[Data listing]
____

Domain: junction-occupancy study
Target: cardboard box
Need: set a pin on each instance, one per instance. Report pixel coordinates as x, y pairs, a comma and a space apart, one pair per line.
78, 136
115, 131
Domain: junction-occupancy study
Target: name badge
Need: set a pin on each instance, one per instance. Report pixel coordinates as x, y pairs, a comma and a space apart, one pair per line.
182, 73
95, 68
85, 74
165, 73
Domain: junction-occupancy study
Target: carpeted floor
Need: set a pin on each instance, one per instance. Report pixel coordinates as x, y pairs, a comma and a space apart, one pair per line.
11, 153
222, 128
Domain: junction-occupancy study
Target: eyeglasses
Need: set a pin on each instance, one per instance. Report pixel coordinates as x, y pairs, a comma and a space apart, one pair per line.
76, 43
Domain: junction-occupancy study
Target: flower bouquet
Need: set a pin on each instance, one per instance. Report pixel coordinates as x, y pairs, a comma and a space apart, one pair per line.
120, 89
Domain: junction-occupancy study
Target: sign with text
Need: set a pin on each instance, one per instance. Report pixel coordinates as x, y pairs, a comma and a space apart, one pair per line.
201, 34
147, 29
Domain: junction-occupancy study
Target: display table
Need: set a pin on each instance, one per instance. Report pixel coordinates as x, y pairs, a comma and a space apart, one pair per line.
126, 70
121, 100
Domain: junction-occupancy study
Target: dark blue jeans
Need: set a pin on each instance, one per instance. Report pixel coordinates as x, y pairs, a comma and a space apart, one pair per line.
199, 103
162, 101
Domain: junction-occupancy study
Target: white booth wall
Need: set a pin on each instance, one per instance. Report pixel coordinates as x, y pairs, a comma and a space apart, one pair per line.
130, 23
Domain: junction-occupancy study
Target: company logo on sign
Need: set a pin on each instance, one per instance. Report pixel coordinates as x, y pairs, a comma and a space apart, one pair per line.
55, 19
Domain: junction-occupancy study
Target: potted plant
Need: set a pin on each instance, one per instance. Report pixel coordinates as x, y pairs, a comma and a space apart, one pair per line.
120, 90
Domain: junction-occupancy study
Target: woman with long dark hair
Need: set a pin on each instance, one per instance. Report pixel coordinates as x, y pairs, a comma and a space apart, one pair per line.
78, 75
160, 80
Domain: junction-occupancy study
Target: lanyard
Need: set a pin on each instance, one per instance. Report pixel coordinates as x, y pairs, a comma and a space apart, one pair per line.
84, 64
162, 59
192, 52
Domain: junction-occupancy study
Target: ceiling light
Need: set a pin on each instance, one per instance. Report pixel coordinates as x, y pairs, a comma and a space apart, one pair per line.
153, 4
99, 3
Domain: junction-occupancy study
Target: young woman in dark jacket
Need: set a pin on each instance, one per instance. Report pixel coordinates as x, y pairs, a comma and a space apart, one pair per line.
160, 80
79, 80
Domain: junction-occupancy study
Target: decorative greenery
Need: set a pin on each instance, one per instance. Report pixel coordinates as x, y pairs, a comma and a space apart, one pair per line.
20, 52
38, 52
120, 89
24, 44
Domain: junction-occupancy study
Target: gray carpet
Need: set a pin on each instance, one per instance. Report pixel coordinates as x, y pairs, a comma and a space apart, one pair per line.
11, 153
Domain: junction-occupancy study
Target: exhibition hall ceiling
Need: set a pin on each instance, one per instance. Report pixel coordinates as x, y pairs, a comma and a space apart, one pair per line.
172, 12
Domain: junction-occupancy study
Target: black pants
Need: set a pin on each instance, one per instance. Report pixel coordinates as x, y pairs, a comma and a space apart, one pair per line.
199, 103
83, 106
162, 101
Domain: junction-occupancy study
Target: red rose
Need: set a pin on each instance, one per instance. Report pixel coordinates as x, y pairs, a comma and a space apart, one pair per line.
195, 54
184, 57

____

### Required task
Reproduce each record exactly, leaving nothing out.

### Correct result
Domain: junction-occupancy study
Target: cardboard box
Need: set a pin on each instance, one per instance. Report pixel coordinates as x, y pairs, a comma and a space apart, one pair per line.
78, 136
115, 131
Domain: junction-occupancy study
Target: name badge
Need: set a pin on each instance, one per instance. Report pixel coordinates as x, y pairs, a comma and a space apart, one pair per line.
182, 73
95, 68
85, 74
165, 73
Domain: junction-occupancy study
Target: carpeted floor
Need: set a pin on each instance, one per instance. Report pixel coordinates as x, y pairs, a comma and a space apart, one pair per line.
11, 153
222, 128
Domain: junction-occupancy study
Target: eyeglasses
Need: set a pin on each instance, one per instance. Report pixel coordinates as x, y pairs, a comma and a space apart, one pair per line.
76, 43
Domain: junction-occupancy study
Target: flower bouquet
Need: set a pin on each instance, one per instance. Report pixel coordinates as x, y pairs, a comma and a space apart, one pair per line.
120, 89
Domain: junction-occupancy study
Target: sign with text
Need: set a pin on each instance, one per instance. Report pixel coordinates as x, y pairs, a comma and a space apart, one pair per line.
201, 34
147, 29
Domain: junction-occupancy study
Target: display table
Need: set a pin on each instance, one per instance. Report pixel coordinates as x, y pairs, a comma and a space apart, one pair per line.
126, 70
121, 100
Domain: junction-occupancy study
Target: dark blue jeans
Need: set a pin on each instance, one per instance. Report pixel coordinates as x, y pairs, a comma and a space apart, one pair per line.
199, 103
162, 101
Domain: junction-occupancy study
Target: white booth wall
Need: set a pin on each instance, one per instance. Report pixel coordinates as x, y pairs, a comma and a space apart, one pair per line.
130, 23
Domain: junction-occupancy study
Target: company logo on sign
Need: set a pin on each instance, one per instance. Report pixel coordinates as x, y pairs, a comma and a space apart, one pair per line.
55, 19
Domain: junction-occupancy study
Target: potted plant
Need: set a pin on each instance, one per instance. Report pixel coordinates as x, y pairs, a comma and a space apart, one pair per line.
120, 90
Domain: junction-occupancy study
Target: woman with long dark hair
Need: set a pin on each instance, one per instance. Report pixel coordinates as x, y pairs, a comma and a space apart, one pair per line.
78, 75
160, 80
Domain: junction-occupancy study
Target: lanyard
Need: set a pin on each instance, one per instance. Report pixel coordinates as x, y pairs, a comma and a space apart, one pair per line.
84, 64
162, 59
192, 52
Domain: junction-occupancy study
Target: ceiling light
Need: set a pin on each instance, one per instance. Report pixel coordinates as x, y pairs, a comma and a space apart, one pair per line.
153, 4
99, 3
Domain: junction-occupancy study
Target: young woman in dark jacket
Need: set a pin on each instance, one per instance. Report pixel coordinates as x, y pairs, a comma and a space apart, one pair per line.
160, 80
79, 80
Domain: junction-occupancy study
Target: decorative greenery
Need: set a pin on each instance, one per instance. Report pixel coordinates as x, y pairs, a comma and a space apart, one pair per line.
20, 52
38, 52
120, 89
24, 44
Domain: junction-occupancy study
Target: gray carpet
Need: set a pin on each instance, one per instance. Report pixel coordinates as x, y pairs, a comma and a space apart, one pair per line.
11, 153
Domain: junction-occupancy study
Target: exhibition hall ceiling
Need: set a pin on each instance, one per instance. Report pixel coordinates as x, y pairs, a comma and a space apart, one pair per line.
172, 12
Domain: junction-occupancy study
Target: black pants
Need: set a pin on each instance, one per instance. Report pixel coordinates as x, y pairs, a comma and a space apart, one pair per line.
199, 103
83, 106
162, 101
Domain: junction-occupancy study
Target: red rose
Need: set a pin on each instance, one per instance. Report pixel coordinates as x, y pairs, a comma and a space apart, one pair per line.
195, 54
184, 57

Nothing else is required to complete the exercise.